> **GIVEN DATA**:
========================================================================

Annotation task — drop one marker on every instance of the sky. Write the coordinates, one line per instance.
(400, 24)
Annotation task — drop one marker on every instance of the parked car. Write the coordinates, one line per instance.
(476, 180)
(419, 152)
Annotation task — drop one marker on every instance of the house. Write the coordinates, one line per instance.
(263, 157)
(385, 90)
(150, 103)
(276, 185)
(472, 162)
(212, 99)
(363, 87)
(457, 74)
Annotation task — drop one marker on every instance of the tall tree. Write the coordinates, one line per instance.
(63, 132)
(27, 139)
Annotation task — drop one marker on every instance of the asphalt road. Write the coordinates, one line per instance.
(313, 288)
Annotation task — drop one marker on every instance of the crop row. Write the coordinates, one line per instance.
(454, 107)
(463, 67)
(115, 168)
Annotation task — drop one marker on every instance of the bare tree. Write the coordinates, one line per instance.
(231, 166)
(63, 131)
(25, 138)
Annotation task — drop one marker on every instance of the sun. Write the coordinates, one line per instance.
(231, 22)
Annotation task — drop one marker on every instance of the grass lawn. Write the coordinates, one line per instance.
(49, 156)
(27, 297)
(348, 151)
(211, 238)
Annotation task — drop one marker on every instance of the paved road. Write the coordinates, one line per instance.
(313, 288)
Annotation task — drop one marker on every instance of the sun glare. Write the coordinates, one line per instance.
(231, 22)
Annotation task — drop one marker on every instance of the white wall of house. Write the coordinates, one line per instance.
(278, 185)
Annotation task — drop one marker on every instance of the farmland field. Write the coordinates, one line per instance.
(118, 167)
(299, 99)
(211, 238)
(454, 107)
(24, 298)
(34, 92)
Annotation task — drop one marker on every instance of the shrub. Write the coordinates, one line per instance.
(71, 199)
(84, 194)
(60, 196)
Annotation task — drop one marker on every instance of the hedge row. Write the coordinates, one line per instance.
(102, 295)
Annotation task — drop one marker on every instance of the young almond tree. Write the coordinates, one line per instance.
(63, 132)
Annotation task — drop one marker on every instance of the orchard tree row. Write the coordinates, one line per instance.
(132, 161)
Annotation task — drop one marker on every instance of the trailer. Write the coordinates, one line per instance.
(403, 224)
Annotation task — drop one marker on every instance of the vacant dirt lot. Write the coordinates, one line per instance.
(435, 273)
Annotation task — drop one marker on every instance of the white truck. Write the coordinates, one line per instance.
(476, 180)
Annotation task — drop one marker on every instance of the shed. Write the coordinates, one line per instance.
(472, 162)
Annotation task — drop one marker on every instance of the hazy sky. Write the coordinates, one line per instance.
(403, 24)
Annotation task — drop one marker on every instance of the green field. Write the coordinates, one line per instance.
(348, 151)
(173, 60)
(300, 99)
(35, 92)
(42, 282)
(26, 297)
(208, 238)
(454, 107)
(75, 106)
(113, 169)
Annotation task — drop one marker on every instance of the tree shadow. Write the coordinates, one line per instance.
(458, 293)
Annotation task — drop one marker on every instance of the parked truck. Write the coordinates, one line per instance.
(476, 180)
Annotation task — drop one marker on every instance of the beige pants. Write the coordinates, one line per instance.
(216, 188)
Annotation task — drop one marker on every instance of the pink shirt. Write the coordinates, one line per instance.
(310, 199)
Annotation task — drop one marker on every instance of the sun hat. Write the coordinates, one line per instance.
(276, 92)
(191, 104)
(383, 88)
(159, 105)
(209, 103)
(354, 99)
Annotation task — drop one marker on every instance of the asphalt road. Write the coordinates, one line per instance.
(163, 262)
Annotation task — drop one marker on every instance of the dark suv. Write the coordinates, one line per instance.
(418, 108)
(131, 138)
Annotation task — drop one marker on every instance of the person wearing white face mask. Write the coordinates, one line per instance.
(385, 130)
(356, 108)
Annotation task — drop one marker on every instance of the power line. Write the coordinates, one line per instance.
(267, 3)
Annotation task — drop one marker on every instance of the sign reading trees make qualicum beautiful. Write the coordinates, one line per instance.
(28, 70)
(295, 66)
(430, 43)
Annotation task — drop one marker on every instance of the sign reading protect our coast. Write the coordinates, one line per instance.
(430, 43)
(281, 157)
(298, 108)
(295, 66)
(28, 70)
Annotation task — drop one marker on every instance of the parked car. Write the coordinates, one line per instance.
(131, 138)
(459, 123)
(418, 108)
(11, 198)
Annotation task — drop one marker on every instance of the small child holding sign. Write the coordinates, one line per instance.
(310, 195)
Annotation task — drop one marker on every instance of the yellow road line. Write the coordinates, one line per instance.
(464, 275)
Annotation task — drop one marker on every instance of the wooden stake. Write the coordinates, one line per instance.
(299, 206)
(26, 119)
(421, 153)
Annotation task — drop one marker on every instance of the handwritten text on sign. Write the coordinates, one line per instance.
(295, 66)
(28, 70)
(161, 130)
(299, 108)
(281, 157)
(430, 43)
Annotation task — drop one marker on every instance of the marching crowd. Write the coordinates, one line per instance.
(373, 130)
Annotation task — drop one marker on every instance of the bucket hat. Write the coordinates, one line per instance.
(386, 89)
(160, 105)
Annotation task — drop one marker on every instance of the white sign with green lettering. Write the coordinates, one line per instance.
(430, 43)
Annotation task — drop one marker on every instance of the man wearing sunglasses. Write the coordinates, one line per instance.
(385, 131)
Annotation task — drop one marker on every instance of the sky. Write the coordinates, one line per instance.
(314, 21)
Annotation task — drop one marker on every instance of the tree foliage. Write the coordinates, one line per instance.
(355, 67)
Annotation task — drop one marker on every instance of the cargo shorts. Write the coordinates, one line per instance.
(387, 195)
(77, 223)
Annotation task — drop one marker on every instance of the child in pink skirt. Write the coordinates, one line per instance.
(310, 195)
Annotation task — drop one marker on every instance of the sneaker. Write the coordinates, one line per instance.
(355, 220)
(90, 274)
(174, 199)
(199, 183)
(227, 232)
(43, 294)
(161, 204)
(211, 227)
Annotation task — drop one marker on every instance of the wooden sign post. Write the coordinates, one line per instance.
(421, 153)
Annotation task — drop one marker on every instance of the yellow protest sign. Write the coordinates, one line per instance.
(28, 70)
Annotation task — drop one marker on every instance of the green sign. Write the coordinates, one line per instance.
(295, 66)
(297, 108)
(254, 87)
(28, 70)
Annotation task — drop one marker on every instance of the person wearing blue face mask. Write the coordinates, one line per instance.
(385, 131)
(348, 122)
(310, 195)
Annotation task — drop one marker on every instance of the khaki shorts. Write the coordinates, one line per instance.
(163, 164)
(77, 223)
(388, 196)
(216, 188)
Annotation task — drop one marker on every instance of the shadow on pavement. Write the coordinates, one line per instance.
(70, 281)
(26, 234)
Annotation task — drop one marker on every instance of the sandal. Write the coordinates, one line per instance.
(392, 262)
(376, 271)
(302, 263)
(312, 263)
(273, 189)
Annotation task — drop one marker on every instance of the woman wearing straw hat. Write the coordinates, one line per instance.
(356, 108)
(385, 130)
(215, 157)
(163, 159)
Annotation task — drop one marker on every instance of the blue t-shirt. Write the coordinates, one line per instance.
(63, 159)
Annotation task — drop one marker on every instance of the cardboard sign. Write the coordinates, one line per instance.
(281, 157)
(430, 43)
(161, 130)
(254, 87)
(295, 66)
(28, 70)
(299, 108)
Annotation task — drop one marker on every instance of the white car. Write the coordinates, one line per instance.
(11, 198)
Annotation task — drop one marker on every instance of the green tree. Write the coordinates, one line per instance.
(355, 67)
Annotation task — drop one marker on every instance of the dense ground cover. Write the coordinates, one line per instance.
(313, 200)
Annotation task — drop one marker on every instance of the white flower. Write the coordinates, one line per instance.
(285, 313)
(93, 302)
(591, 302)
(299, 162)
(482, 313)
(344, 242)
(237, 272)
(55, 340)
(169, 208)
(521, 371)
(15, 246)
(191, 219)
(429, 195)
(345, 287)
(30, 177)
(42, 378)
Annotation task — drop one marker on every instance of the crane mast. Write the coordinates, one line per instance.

========================================================================

> **WRITTEN REQUEST**:
Starting at the line that contains "t-shirt. Write the coordinates, one line per instance.", output each remaining line of the listing, the last line included, exactly as it appears.

> **RESULT**:
Annotation task — drop one marker on every instance of the blue t-shirt. Write the coordinates, one line per instance.
(63, 159)
Annotation task — drop one marker on every instance of the cardboard sign. Write the coordinates, one line per instance.
(281, 157)
(430, 43)
(161, 130)
(254, 87)
(295, 66)
(28, 70)
(299, 108)
Annotation task — drop one marker on every instance of the white car. Write the coordinates, one line per instance.
(11, 198)
Annotation task — drop one marker on every instance of the green tree. Write the coordinates, one line per instance.
(355, 67)
Annotation task — drop one marker on every instance of the dense ground cover. Write the coordinates, one line per instance.
(313, 200)
Annotation task — drop one marker on every instance of the white flower. Write the coordinates, one line per instance.
(285, 313)
(93, 302)
(591, 302)
(299, 162)
(482, 313)
(344, 242)
(237, 272)
(55, 340)
(169, 208)
(521, 371)
(15, 246)
(191, 219)
(429, 195)
(345, 287)
(30, 177)
(42, 378)
Annotation task — drop one marker on every instance of the crane mast. Write the coordinates, one line per instance.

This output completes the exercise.